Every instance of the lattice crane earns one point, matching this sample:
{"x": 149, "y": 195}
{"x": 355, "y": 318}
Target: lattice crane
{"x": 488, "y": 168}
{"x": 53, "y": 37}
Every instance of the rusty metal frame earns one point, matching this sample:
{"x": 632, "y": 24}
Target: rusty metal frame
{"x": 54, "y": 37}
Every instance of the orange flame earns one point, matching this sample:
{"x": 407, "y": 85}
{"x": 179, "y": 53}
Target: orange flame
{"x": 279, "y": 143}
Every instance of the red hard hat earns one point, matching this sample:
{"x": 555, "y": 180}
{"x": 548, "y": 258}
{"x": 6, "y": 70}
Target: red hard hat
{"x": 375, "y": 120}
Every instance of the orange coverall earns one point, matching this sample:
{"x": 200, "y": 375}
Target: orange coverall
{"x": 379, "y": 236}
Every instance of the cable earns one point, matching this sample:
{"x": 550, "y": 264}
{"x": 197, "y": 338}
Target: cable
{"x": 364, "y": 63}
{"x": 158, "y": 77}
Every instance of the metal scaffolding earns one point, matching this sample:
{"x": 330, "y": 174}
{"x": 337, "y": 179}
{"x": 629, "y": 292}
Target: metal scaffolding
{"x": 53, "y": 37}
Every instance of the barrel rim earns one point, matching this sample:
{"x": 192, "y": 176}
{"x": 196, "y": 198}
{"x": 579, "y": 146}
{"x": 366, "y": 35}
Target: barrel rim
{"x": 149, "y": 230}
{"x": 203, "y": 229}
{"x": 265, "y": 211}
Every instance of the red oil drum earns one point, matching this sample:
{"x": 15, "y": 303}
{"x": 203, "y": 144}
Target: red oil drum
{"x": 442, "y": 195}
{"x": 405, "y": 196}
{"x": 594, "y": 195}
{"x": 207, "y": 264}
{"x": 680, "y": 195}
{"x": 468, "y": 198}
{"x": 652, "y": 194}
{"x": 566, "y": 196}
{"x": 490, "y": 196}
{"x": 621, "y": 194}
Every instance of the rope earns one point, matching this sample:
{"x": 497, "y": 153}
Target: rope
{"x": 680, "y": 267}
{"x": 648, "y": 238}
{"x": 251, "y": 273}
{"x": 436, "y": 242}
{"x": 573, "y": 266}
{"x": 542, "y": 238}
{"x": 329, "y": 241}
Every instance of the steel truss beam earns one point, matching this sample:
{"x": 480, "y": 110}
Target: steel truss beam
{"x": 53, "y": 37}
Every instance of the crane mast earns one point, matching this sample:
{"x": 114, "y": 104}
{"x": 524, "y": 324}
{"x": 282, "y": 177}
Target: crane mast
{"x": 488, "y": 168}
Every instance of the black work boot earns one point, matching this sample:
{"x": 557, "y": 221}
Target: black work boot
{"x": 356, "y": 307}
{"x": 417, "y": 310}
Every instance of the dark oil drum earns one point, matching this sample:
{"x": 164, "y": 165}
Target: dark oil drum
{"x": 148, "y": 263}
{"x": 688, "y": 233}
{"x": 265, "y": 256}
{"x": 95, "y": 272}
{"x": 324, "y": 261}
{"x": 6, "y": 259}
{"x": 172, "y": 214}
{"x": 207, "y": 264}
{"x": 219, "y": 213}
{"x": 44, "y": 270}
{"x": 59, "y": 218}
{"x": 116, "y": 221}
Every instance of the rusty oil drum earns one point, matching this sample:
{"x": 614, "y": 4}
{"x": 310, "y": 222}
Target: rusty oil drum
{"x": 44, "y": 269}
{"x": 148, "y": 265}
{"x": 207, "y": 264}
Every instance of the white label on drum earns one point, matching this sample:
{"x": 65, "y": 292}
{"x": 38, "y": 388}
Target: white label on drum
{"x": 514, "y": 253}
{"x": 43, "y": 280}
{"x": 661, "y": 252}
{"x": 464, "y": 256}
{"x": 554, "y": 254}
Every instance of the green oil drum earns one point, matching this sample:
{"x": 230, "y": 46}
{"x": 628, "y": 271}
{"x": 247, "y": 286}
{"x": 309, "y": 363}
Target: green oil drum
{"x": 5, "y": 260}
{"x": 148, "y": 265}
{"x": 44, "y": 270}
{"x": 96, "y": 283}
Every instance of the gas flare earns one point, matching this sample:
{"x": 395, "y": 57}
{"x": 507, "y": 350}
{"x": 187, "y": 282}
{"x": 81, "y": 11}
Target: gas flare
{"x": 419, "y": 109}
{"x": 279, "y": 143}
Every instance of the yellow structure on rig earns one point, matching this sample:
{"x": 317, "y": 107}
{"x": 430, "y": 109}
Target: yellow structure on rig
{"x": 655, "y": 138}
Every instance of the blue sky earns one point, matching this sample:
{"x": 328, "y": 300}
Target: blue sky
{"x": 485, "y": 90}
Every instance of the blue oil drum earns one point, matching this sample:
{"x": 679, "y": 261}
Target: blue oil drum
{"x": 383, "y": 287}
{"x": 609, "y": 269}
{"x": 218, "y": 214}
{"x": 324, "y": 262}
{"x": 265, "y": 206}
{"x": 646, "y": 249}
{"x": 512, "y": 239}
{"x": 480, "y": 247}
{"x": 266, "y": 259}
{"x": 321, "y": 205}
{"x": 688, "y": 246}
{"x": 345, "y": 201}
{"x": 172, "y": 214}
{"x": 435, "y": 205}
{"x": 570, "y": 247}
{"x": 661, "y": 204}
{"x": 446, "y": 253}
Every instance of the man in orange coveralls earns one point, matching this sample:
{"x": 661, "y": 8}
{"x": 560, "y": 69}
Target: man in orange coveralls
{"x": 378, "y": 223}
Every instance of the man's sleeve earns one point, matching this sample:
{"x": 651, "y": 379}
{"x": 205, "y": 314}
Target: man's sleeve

WHAT IS REQUIRED: Convert the lines into a numbered list, beginning at the line that contains "Every instance of the blue sky" and stopping after the final line above, with blank lines omitted.

WORKED SOLUTION:
1. Every instance of the blue sky earns one point, matching this sample:
2. {"x": 328, "y": 300}
3. Target: blue sky
4. {"x": 485, "y": 90}
5. Every instance of the blue oil drum earns one point, matching this sample:
6. {"x": 679, "y": 261}
7. Target: blue oil drum
8. {"x": 383, "y": 287}
9. {"x": 609, "y": 269}
10. {"x": 218, "y": 214}
11. {"x": 324, "y": 262}
12. {"x": 265, "y": 206}
13. {"x": 646, "y": 249}
14. {"x": 512, "y": 239}
15. {"x": 480, "y": 247}
16. {"x": 266, "y": 259}
17. {"x": 321, "y": 205}
18. {"x": 688, "y": 246}
19. {"x": 345, "y": 201}
20. {"x": 172, "y": 214}
21. {"x": 435, "y": 205}
22. {"x": 570, "y": 247}
23. {"x": 661, "y": 204}
24. {"x": 446, "y": 253}
25. Every instance of the man in orange coveralls earns one point, matching this sample:
26. {"x": 661, "y": 8}
27. {"x": 560, "y": 69}
28. Target: man in orange coveralls
29. {"x": 378, "y": 223}
30. Every instance of the man's sleeve earns one point, matching this sample:
31. {"x": 651, "y": 379}
32. {"x": 205, "y": 314}
33. Target: man's sleeve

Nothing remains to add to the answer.